[Exercise] Rewrite each of the items below, substituting "look for it" for every "search for it" and keeping everything else unchanged.

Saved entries
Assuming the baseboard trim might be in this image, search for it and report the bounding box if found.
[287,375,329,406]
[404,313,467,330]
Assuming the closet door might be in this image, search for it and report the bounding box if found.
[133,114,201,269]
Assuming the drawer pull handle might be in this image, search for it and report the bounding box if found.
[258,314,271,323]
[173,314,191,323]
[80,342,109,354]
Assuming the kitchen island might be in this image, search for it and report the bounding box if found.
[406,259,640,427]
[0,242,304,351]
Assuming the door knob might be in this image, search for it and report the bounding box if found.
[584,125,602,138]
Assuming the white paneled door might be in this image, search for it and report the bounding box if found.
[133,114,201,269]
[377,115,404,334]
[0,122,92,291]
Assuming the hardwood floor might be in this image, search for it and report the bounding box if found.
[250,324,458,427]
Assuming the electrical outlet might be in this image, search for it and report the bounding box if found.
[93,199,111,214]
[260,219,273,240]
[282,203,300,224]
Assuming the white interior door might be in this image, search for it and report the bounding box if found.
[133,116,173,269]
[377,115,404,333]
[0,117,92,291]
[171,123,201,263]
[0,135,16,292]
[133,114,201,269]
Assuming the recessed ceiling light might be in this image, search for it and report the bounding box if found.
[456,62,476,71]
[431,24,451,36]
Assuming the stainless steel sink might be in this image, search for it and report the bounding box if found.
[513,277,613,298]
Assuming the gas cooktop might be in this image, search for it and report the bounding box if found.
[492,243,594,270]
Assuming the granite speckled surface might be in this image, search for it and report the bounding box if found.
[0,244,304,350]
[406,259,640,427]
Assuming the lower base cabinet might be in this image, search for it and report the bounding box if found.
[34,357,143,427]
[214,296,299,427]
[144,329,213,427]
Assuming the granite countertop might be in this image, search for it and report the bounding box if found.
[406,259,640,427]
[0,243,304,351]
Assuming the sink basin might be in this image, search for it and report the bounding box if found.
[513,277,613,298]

[Reply to the exercise]
Assuming the baseboard trim might be in this image, look for it and report the bounding box if found.
[287,375,329,406]
[404,313,467,330]
Assuming the closet door might be in this image, look for it and report the bounding box if found.
[133,114,201,269]
Assuming the drawer pull handle might be in this image, look for it and report the bounding box if found.
[258,314,271,323]
[173,314,191,323]
[80,342,109,354]
Assuming the kitchen island might be in this image, look for it and report the bounding box if found.
[406,259,640,427]
[0,242,304,351]
Assuming the door knob might be in this image, look for it and report the bounding box if found.
[584,125,602,138]
Assuming the white paneled door might be in this image, look for it and report the bounding box if found.
[133,114,201,269]
[377,115,404,334]
[0,122,92,291]
Assuming the hardwood floor might be in this image, look for it and report the bounding box if found.
[250,324,458,427]
Assuming the electrical outlet might be in this image, look for it and report the bounding box if found.
[93,199,111,214]
[260,219,273,240]
[282,203,300,224]
Assuming the white interior door might be in this image, look for it and report the bounding box if found.
[133,116,173,269]
[377,115,404,333]
[0,117,92,291]
[171,123,201,263]
[0,135,16,292]
[133,114,201,269]
Assuming the recessed ceiling light might be in this image, look for it and report the bounding box if found.
[456,62,476,71]
[431,24,451,36]
Assuming the stainless steel sink might be in this image, look for it and report the bounding box if found.
[513,277,613,298]
Assuming the gas cooktop might be in this image, look for it and report the bounding box if found.
[492,243,594,270]
Assuming the granite speckled surface might be in this image, look for it and report the bounding box if found.
[0,244,304,350]
[406,259,640,427]
Assuming the lower base cabinet might be in this image, look for it and report the bounding box if found.
[34,357,143,427]
[214,296,299,427]
[144,329,213,427]
Assuming the granite countertop might be in this image, look for it and report the bounding box if found.
[406,259,640,427]
[0,243,304,351]
Assuming the sink basin might be in this image, look for it and report the bounding box if found.
[513,277,613,298]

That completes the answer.